## TEXT SHOWN
In the words of the vm library documentation:

The vm module enables compiling and running code within V8 Virtual Machine contexts. […] JavaScript code can be compiled and run immediately or compiled, saved, and run later. A common use case is to run the code in a different V8 Context. This means invoked code has a different global object than the invoking code.

Safety is good, but security is better

Perry realised that the original programmer, whose code he had now adopted, was using the vm library as much for programmatic security as for safety, apparently assuming that a new vm instance was not only separate from other vm instances in the application, but also strictly sandboxed in its own little secluded JavaScript world.

However, as the vm documentation makes clear, in loud, boldfaced type:

The vm module is not a security mechanism. Do not use it to run untrusted code.

Perry quickly worked out how to use a regular JavaScript programming technique to run code inside the new vm instance that had full access to the external data of his main Node.js application.

Technically, that constitutes an RCE bug in the proxy configuration process, where RCE is short for remote code execution.

Loosely speaking, RCE means that untrusted content fetched from an untrusted source can deliberately do something treacherous that isn’t supposed to be allowed, without any warnings or popup dialogs showing up first.

Is this really a problem?

As some commenters on Perry’s discovery pointed out, exploiting this bug typically means altering a private network’s official proxy PAC file to include booby-trapped JavaScript.

But if you already have the power to alter an organisation’s proxy setup, then you can simply redirect everyone on the network to a fake proxy anyway, with or without any JavaScript bugs in the equation…

…and if you can silently redirect every browser on the network, then surely you already have more than enough cybercriminal control to wreak havoc on the organisation?

Therefore, some commenters argued, CVE-2021-23406 is little more than a storm in a teacup.

## WHAT TO DO
Carry on the article about the CVE-2021-23406 proxy bug, picking up after its final sentence.

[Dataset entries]

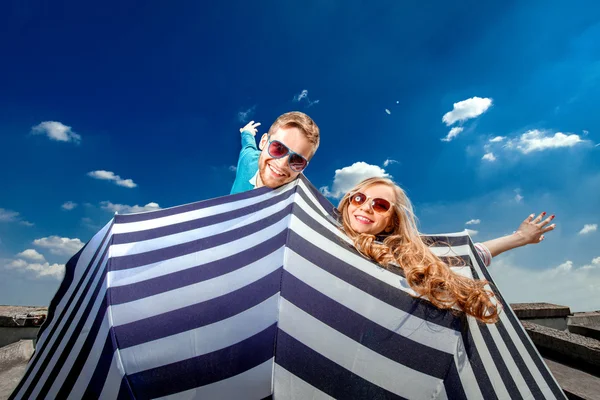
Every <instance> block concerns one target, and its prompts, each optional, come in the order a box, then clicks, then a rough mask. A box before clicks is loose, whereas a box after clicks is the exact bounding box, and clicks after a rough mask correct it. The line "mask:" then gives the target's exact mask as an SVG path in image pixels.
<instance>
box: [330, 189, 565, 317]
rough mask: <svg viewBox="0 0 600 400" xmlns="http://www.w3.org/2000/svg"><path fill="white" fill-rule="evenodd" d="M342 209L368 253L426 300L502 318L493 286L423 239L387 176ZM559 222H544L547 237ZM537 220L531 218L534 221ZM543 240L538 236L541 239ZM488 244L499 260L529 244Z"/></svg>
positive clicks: (360, 189)
mask: <svg viewBox="0 0 600 400" xmlns="http://www.w3.org/2000/svg"><path fill="white" fill-rule="evenodd" d="M338 210H339V211H340V214H341V218H342V223H343V228H344V231H345V232H346V234H347V235H348V236H349V237H350V238H351V239H352V240H353V241H354V245H355V247H356V248H357V249H358V250H359V251H360V252H361V253H362V254H364V255H365V256H367V257H369V258H371V259H373V260H374V261H376V262H377V263H379V264H381V265H382V266H384V267H386V268H390V269H392V268H397V267H398V266H399V267H400V268H401V269H402V270H403V271H404V274H405V276H406V279H407V282H408V284H409V285H410V286H411V287H412V289H413V290H414V291H416V292H417V293H418V294H420V295H421V296H426V297H427V298H428V299H429V300H430V301H431V303H433V304H434V305H435V306H437V307H439V308H442V309H448V308H452V307H453V306H454V305H457V306H459V307H460V308H461V309H462V310H463V311H464V312H466V313H467V314H469V315H472V316H474V317H476V318H477V319H479V320H481V321H483V322H486V323H492V322H496V321H497V320H498V312H499V307H500V306H499V305H497V304H498V303H497V302H495V301H494V300H493V297H494V294H493V293H492V292H491V291H490V290H489V289H486V288H485V285H486V284H487V282H486V281H476V280H473V279H470V278H467V277H463V276H461V275H458V274H456V273H454V272H453V271H452V270H451V269H450V268H449V266H448V265H447V264H446V263H444V262H443V261H442V260H440V258H438V257H437V256H436V255H434V254H433V253H432V252H431V250H430V249H429V247H428V246H427V244H425V243H424V242H423V240H422V239H421V236H420V235H419V231H418V229H417V225H416V219H415V216H414V213H413V208H412V205H411V203H410V200H409V199H408V197H407V196H406V194H405V193H404V191H403V190H402V189H401V188H400V187H398V186H397V185H396V184H394V182H392V181H391V180H389V179H386V178H369V179H366V180H364V181H362V182H361V183H359V184H358V185H356V186H355V187H354V188H353V189H352V190H351V191H349V192H348V193H347V194H346V195H345V196H344V197H343V198H342V200H341V201H340V204H339V206H338ZM538 218H539V219H541V216H540V217H538ZM538 218H536V220H538ZM553 218H554V216H551V217H548V219H547V220H546V221H544V222H545V223H543V225H542V229H541V231H542V235H543V233H544V232H547V231H549V230H551V229H553V228H554V225H551V226H550V227H546V228H543V226H544V225H546V224H547V223H548V222H549V221H550V220H552V219H553ZM532 219H533V218H532V216H530V217H529V218H528V220H529V222H531V221H532ZM528 220H525V221H524V224H525V223H526V222H528ZM537 223H538V224H540V222H539V221H537ZM522 225H523V224H522ZM536 226H537V225H536ZM531 232H533V230H531V229H528V230H527V236H525V235H523V238H526V240H535V238H534V237H533V236H535V235H530V233H531ZM515 235H517V236H520V235H521V234H517V233H515ZM540 240H541V239H540V236H538V237H537V241H538V242H539V241H540ZM522 242H523V243H522ZM521 243H522V244H521ZM488 244H489V245H490V247H491V248H490V249H489V250H488V251H489V252H490V255H491V256H493V255H497V254H499V253H501V252H503V251H506V250H509V249H510V248H513V247H517V245H523V244H525V243H524V240H516V239H514V238H508V237H505V238H499V239H495V240H493V241H490V242H486V243H484V244H483V246H484V247H486V248H487V245H488ZM511 246H512V247H511ZM479 247H481V245H480V246H479ZM490 258H491V257H490ZM451 260H453V261H451V263H452V264H455V263H456V265H458V263H459V259H458V258H456V259H451Z"/></svg>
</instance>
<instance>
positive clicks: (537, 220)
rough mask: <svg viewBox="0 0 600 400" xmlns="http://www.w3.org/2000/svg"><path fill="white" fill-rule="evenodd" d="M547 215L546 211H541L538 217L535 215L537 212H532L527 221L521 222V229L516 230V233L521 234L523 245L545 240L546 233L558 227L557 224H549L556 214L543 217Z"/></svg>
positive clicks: (519, 227) (520, 235)
mask: <svg viewBox="0 0 600 400" xmlns="http://www.w3.org/2000/svg"><path fill="white" fill-rule="evenodd" d="M545 216H546V212H543V213H541V214H540V215H538V216H537V217H535V214H531V215H530V216H529V217H527V218H525V221H523V222H521V225H520V226H519V229H517V230H516V231H515V235H518V236H520V239H521V241H522V242H523V244H522V245H523V246H524V245H527V244H535V243H539V242H541V241H542V240H544V234H545V233H546V232H550V231H551V230H553V229H554V228H555V227H556V224H552V225H548V224H549V223H550V222H551V221H552V220H553V219H554V215H551V216H549V217H548V218H546V219H543V218H544V217H545ZM534 217H535V218H534ZM546 225H548V226H546Z"/></svg>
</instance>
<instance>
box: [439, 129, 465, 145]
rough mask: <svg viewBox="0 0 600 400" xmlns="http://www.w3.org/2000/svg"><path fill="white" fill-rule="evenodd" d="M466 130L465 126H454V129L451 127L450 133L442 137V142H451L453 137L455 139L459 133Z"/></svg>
mask: <svg viewBox="0 0 600 400" xmlns="http://www.w3.org/2000/svg"><path fill="white" fill-rule="evenodd" d="M463 130H464V128H462V127H458V126H457V127H454V128H452V129H450V132H448V134H447V135H446V137H445V138H443V139H441V140H442V142H449V141H451V140H452V139H454V138H455V137H457V136H458V134H459V133H461V132H462V131H463Z"/></svg>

## WRITTEN RESPONSE
Except that redirecting everyone’s browsers via a fake proxy, as risky as this might ultimately be, simply isn’t as dangerous as having the power to run an arbitrary program on every computer on the network as a side-effect of the proxy configuration…

…while leaving the original proxy configuration unchanged, so that everything else still seems to be working as usual

Hacking a network by overtly reconfiguring every computer to start using a different proxy server is much more likely to produce troublesome side-effects that will get noticed, reported and investigated.

Contemporary cybercrooks like to stay “under the radar” by avoiding changes that regular users might notice even if they weren’t being watchful for cybersecurity incidents.

What to do?

  • Do you have any Node.js software that uses Pac-Resolve, Pac-Proxy-Agent, or Proxy-Agent? If so, ensure you have version 5.0.0 or later of these packages.
  • Do you reguarly review the many Node.js modules on which your products rely? If not, make plans to do so. This means factoring the extra time and expertise into your software release process. Move fast and break things might be a usable motto for prototypes and in-house experiments, but it’s a reckless way to build shipping products.
  • Do you explore the security limitations of libraries you use? If not, then you should do so. Creating a new JavaScript VM instance sounds as though it ought to improve security, because each “virtual machine” runs separately, but that’s not the same as running in a security-controlled sandbox or walled garden – and the documentation clearly says so.
  • Do you assume that widely-used packages can be treated as secure? If so, then don’t. CVE-2021-23406 is not the sort of bug that is likely to show up in regular use, unlike a buffer overflow that may reveal itself through unexpected crashes. Some bugs are only found because someone decided to take a careful look, as Tim Perry did here.

For what it’s worth, Perry notes that the packages in this story receive about 3,000,000 downloads a week, so popularity alone is no guarantee of correctness.

Never forget, when it comes to so-called supply chain bugs of this sort, that you can outsource the coding, but you can’t outsource the responsibility.